### Direction 1
Copy the passage from the backup forum post word for word, beginning at the words "[But we all" and stopping after "more resources (undoubtedly)".
### Direction 2
Summarize the backup forum post in two sentences.

### Text block
····················

[i]And would drive storage requirements through the roof!![/i]

The interesting part is, Nathan, you're probably wrong.

First, though, some of my contacts in the enterprise gladly spent millions for 
third-party applications running on Microsoft to do exactly that.
[But we all know that SUN is famous for almost always missing the departing 
train]

I have no proof for what I state, though my hypothesis is just the opposite.
Increasing backup frequency simply requires more storage, I think we can all 
agree. It is therefore my assumption, that at some moment in time,
1. cron-like jobs will consume more and more resources (undoubtedly)
2. at one moment in increasing the density of cron-like (time-line) backups, 
the amount of metadata is going to supersede the amount of actual changes.

Of course, you are right, it depends on the applications. Though I guess that - 
very roughly - an hourly backup (TimeMachine) is already close to that point, 
at least on an average home box. (Of course, you don't include /tmp in *any* 
such observations!)
The disadvantages of something like TimeMachine are manyfold, worst of all is 
that they work on the level of files.

Someone mentioned something like doing it through the application was more 
useful. Welcome to the 20th century. The argument is wrong, by the way, since 
such logs (RDBMS) are high-level, usually human-readable append operations on 
the file system through the application->operating system.

····················

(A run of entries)
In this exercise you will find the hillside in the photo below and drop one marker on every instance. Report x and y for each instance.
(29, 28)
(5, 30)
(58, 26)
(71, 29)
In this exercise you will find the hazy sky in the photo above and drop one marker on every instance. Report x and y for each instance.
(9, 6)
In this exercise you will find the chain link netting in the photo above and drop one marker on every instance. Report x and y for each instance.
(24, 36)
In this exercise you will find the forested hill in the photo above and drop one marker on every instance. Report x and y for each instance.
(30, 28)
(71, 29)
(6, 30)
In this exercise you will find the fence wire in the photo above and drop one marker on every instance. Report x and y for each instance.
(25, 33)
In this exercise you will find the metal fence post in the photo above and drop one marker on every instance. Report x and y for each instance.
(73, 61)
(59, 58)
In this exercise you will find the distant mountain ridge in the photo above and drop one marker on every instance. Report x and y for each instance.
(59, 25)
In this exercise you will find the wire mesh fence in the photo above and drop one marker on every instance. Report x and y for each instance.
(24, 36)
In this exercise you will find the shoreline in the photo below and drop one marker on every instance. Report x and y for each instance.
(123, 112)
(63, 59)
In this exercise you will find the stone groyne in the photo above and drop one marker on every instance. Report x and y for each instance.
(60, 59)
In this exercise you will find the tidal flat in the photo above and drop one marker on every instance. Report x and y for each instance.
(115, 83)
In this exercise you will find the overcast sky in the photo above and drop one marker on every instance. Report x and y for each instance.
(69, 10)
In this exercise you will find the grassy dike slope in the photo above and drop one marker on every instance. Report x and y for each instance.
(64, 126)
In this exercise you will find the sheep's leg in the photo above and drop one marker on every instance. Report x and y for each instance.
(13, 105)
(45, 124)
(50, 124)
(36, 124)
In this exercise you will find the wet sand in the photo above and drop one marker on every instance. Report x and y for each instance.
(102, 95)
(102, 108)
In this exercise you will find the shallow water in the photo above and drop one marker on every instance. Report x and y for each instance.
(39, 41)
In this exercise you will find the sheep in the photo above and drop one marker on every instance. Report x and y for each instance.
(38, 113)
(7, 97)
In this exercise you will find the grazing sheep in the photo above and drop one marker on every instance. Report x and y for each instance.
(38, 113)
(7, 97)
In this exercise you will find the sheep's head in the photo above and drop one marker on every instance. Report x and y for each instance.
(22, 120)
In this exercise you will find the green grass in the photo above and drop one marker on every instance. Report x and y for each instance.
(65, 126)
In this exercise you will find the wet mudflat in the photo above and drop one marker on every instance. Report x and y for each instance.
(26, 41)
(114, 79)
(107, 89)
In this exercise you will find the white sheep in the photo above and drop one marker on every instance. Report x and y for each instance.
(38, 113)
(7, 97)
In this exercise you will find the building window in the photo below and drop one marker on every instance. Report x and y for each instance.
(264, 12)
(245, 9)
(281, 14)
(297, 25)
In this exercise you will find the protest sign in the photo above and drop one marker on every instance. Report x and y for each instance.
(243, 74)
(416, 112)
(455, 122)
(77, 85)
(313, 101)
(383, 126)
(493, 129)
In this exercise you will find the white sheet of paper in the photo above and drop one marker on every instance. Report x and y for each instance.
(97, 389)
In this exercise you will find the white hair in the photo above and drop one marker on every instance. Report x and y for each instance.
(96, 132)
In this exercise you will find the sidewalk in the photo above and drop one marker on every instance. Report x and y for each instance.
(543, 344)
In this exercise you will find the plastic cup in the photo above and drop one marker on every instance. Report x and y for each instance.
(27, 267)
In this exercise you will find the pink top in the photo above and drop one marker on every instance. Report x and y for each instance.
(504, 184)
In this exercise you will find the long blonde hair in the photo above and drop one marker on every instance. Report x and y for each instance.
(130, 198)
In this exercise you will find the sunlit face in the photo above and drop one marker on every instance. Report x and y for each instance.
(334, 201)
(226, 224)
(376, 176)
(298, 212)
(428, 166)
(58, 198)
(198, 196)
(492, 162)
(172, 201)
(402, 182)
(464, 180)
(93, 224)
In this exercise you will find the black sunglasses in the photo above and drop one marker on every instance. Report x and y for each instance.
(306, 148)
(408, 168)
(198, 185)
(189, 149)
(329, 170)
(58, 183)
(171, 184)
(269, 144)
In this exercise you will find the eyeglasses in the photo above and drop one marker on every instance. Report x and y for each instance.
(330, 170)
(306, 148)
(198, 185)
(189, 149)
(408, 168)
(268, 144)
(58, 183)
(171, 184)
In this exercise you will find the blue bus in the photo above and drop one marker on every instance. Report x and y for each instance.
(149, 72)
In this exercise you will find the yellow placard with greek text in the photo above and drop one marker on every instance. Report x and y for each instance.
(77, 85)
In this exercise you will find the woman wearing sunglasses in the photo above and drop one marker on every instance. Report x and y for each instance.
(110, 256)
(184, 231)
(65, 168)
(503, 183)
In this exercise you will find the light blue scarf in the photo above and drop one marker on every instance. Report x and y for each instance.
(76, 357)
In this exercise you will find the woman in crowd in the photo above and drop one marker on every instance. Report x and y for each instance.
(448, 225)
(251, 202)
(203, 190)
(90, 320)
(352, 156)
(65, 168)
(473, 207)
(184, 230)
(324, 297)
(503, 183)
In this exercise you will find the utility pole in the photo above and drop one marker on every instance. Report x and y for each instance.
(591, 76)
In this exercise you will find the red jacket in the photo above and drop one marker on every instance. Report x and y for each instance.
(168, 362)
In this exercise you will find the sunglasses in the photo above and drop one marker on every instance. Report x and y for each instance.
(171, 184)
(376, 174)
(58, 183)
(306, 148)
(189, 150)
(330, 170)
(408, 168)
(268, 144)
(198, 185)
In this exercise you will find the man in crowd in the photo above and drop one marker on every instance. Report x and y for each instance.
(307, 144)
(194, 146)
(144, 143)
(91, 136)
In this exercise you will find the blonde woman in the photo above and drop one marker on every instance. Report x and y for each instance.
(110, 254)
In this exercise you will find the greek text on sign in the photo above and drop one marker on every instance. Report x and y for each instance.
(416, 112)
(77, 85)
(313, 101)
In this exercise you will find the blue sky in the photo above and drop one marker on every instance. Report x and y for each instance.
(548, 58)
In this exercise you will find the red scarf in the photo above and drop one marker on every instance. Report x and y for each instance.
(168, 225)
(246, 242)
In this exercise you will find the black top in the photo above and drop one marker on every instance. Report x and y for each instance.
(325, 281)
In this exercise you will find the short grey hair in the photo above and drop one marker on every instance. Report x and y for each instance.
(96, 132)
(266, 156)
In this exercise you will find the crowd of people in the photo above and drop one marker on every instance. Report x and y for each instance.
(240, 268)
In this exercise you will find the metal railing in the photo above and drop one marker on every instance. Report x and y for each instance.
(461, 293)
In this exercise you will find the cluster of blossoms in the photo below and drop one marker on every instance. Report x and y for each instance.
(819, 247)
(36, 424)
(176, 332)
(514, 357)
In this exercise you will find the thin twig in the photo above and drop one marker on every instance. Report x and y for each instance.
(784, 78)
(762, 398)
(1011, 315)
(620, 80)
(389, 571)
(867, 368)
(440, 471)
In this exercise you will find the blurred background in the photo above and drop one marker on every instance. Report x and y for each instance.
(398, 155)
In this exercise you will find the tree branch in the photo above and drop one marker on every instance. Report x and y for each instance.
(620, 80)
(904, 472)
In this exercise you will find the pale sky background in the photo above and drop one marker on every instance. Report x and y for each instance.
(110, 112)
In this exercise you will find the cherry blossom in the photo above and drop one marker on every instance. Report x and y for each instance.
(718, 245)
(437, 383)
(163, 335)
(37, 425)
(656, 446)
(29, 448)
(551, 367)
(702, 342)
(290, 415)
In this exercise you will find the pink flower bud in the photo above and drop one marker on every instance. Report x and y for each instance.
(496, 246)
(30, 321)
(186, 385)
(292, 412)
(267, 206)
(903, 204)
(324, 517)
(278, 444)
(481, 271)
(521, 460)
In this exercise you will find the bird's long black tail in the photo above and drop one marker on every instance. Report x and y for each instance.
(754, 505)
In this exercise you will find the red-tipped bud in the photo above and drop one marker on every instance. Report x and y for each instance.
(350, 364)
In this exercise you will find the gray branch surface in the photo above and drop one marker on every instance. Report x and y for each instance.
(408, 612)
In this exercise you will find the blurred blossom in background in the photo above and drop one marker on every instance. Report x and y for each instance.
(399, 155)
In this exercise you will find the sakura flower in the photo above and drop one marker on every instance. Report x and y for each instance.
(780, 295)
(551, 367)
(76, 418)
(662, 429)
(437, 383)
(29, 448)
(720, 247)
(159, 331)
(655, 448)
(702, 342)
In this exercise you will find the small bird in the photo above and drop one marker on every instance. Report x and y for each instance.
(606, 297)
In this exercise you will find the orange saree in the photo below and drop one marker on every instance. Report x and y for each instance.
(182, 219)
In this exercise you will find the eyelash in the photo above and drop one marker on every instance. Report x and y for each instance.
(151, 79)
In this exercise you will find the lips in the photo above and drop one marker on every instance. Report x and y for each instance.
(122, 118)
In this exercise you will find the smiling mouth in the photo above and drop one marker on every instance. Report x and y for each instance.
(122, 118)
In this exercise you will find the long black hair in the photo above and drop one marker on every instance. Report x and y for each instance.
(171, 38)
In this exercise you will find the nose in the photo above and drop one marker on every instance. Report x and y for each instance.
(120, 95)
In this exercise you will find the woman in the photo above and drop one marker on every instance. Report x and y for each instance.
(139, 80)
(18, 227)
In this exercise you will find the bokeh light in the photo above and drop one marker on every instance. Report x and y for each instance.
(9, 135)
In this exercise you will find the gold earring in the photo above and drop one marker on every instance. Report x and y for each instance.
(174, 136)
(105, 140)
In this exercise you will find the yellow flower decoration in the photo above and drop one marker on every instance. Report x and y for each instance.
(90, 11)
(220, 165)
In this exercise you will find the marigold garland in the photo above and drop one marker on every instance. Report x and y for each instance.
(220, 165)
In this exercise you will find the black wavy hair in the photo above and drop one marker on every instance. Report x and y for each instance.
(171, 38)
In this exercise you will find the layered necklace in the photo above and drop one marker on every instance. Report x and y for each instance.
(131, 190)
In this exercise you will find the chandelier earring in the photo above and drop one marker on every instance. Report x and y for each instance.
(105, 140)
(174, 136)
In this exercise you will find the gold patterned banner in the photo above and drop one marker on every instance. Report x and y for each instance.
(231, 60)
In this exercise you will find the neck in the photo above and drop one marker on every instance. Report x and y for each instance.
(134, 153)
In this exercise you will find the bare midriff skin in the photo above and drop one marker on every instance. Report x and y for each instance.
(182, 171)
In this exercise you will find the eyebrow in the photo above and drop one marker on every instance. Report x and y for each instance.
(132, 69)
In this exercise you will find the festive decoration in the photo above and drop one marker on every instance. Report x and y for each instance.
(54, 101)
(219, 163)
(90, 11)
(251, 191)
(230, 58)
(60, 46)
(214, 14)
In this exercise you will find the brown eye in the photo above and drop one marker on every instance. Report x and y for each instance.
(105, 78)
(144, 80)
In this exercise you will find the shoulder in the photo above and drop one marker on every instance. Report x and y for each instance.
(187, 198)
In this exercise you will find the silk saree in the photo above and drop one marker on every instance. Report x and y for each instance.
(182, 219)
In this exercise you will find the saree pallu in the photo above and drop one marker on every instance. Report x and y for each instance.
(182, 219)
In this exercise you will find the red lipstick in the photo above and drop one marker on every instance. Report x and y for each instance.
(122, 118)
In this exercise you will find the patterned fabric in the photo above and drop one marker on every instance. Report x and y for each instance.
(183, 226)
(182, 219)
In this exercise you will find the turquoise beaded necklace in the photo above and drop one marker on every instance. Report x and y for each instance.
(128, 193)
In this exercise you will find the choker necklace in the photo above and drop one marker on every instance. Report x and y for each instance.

····················

### Problem solution 1
[But we all know that SUN is famous for almost always missing the departing 
train]

I have no proof for what I state, though my hypothesis is just the opposite.
Increasing backup frequency simply requires more storage, I think we can all 
agree. It is therefore my assumption, that at some moment in time,
1. cron-like jobs will consume more and more resources (undoubtedly)

### Problem solution 2
The writer tells Nathan he is probably wrong that this would drive storage requirements through the roof, notes that enterprise contacts spent millions on third-party applications doing exactly that, and hypothesizes that as cron-like backups become denser, the amount of metadata will eventually supersede the amount of actual changes. The writer names working on the level of files as the worst disadvantage of something like TimeMachine and calls the argument for doing it through the application wrong, since RDBMS logs are high-level, usually human-readable append operations.